Given exercise >>
Pull out every line of the records that contains the word "riverbank" and list those lines.

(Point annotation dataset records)
☆ ☆ ☆ ☆ ☆

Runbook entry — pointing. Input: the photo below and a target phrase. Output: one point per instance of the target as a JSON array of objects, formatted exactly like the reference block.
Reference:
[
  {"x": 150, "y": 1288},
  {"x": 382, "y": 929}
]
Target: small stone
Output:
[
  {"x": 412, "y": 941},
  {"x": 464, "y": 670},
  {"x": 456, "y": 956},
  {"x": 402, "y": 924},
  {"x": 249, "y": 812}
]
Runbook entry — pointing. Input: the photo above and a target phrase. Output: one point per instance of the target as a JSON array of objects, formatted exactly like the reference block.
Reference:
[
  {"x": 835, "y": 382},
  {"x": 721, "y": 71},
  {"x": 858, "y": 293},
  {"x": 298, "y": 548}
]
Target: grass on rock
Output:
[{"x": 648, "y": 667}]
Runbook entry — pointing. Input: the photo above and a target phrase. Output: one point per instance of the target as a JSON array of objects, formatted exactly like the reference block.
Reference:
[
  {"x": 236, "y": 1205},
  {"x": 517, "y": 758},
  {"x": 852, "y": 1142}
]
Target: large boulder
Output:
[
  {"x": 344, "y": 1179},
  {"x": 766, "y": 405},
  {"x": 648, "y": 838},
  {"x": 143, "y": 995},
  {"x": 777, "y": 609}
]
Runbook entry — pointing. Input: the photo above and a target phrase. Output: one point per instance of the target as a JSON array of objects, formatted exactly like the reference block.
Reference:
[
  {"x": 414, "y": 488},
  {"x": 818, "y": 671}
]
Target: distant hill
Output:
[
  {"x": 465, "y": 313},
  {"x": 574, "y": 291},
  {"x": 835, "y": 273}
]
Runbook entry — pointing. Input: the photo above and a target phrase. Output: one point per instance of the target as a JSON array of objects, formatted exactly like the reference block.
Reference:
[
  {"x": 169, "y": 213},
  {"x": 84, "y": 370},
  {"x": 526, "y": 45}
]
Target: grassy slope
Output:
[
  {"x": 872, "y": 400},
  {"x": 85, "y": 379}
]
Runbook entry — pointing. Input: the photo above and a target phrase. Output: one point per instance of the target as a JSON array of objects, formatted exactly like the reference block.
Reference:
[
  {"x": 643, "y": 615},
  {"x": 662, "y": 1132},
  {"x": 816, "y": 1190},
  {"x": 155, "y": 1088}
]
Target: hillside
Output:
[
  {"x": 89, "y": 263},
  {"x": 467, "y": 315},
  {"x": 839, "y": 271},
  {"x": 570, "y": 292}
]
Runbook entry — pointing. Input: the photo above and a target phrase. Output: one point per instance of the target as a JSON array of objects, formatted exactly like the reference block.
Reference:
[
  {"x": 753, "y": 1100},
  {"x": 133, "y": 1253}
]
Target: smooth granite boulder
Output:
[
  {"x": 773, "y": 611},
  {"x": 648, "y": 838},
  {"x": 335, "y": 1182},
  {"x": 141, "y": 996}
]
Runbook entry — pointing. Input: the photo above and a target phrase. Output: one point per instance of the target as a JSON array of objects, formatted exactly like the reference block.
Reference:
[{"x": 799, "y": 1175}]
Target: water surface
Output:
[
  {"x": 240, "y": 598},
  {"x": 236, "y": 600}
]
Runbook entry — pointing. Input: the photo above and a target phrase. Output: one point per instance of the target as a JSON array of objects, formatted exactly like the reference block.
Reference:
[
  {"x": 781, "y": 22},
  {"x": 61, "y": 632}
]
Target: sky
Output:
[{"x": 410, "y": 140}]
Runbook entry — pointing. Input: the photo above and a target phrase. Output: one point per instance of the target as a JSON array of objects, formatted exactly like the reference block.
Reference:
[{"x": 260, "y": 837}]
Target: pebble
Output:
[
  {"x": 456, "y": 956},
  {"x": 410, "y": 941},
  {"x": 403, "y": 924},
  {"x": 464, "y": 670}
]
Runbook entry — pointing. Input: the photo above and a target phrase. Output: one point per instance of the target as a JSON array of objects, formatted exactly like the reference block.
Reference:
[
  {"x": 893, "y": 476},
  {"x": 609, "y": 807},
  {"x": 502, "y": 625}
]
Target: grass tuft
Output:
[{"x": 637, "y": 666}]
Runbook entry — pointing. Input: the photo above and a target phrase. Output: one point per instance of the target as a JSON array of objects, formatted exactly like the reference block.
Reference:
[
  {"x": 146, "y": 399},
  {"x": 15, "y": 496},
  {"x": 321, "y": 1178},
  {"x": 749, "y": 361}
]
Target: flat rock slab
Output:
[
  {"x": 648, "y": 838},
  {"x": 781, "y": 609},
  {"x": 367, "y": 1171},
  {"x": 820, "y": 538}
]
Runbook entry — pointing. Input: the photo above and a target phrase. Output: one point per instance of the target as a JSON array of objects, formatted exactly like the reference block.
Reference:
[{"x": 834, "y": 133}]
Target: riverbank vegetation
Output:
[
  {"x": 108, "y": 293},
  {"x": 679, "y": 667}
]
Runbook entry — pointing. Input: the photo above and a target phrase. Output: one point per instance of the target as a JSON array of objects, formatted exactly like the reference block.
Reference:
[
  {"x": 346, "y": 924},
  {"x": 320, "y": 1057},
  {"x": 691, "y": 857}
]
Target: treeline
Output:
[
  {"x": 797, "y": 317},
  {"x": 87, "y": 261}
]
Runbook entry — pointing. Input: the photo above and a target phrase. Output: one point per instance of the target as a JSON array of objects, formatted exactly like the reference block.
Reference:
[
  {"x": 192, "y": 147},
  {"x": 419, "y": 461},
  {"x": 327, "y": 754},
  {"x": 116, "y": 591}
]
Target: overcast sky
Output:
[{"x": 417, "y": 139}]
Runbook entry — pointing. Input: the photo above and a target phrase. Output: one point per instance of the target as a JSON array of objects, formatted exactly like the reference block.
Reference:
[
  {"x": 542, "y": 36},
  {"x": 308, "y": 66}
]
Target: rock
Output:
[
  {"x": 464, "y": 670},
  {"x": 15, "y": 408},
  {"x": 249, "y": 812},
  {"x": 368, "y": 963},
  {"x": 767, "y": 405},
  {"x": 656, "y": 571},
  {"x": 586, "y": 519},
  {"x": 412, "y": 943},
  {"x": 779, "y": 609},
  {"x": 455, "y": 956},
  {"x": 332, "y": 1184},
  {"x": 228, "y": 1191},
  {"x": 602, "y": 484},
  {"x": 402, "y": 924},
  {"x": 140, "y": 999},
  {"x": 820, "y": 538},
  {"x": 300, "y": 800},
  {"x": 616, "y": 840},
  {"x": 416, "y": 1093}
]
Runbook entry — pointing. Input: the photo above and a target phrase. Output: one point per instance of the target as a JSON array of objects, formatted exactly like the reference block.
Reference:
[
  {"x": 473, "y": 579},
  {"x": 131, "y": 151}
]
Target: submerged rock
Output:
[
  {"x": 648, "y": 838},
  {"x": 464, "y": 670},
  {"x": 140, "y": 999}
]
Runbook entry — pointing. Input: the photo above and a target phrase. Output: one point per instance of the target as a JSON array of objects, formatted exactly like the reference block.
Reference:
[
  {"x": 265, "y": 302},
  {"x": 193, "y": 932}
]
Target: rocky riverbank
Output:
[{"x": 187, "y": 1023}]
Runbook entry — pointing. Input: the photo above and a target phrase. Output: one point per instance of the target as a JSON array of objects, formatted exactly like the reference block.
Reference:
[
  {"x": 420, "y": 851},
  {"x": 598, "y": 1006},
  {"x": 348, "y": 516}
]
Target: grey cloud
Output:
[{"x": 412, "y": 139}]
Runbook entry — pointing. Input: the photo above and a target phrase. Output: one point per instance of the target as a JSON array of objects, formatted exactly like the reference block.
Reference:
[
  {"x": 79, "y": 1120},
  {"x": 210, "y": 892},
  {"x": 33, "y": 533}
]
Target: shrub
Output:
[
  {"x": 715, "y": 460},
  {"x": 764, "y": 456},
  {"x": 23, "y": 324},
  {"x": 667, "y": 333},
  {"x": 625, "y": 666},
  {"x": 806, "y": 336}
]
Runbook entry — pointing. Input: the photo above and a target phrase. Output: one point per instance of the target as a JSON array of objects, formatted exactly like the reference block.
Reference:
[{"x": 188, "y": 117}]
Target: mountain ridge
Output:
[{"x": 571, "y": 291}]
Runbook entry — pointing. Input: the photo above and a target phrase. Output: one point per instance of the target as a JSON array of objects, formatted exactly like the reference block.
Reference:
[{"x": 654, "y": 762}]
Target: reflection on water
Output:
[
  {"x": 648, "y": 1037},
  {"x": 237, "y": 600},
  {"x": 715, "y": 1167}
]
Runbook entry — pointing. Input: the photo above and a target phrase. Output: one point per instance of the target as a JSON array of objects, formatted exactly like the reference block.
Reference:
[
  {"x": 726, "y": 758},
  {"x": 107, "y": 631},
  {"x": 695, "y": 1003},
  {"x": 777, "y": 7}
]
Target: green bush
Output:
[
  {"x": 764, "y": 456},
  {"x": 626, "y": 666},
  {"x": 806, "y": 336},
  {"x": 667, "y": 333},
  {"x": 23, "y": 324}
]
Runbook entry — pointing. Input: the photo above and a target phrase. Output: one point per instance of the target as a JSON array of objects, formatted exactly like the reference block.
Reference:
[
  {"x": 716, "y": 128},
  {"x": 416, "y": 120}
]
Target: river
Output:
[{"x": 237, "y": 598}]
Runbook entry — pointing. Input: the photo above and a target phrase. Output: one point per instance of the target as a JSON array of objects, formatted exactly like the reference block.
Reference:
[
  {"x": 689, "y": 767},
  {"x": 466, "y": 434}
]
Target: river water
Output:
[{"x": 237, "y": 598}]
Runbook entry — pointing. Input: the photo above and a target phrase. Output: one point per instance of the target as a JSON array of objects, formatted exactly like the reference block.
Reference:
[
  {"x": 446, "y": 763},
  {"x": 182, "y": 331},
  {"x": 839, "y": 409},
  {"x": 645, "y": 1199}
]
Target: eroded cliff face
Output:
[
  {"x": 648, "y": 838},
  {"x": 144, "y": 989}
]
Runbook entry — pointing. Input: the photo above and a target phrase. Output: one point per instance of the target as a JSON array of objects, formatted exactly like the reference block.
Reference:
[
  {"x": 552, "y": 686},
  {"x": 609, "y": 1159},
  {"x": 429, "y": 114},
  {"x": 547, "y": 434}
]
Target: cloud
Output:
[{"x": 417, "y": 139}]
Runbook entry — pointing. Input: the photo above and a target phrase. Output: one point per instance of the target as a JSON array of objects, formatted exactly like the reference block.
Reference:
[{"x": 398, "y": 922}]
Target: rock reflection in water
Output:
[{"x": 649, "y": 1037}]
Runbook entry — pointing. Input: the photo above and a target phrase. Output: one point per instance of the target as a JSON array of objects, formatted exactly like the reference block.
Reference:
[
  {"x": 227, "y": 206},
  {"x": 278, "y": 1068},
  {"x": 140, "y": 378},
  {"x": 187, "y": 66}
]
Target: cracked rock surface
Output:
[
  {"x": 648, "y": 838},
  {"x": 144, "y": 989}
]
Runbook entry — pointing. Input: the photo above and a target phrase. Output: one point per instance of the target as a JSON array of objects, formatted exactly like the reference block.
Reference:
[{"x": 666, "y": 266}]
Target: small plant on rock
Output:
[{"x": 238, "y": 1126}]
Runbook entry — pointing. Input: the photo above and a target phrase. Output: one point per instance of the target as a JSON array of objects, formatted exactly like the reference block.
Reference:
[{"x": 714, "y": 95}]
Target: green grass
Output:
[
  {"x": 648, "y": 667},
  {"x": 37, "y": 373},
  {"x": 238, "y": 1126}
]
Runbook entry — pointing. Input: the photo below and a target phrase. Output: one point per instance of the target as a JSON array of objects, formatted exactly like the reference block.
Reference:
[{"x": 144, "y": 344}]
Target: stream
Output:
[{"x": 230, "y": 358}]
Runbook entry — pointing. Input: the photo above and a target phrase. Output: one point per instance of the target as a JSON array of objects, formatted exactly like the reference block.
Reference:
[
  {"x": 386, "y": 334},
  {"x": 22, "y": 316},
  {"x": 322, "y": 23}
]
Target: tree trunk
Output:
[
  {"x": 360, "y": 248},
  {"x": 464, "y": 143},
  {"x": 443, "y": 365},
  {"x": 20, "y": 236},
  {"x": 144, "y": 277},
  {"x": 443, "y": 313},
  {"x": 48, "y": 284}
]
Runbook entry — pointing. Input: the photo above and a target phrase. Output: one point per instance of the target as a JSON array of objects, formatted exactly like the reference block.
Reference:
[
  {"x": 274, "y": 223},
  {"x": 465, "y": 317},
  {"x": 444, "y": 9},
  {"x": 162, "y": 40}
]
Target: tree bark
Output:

☆ ☆ ☆ ☆ ☆

Exercise output >>
Target: riverbank vegetation
Target: rocky riverbank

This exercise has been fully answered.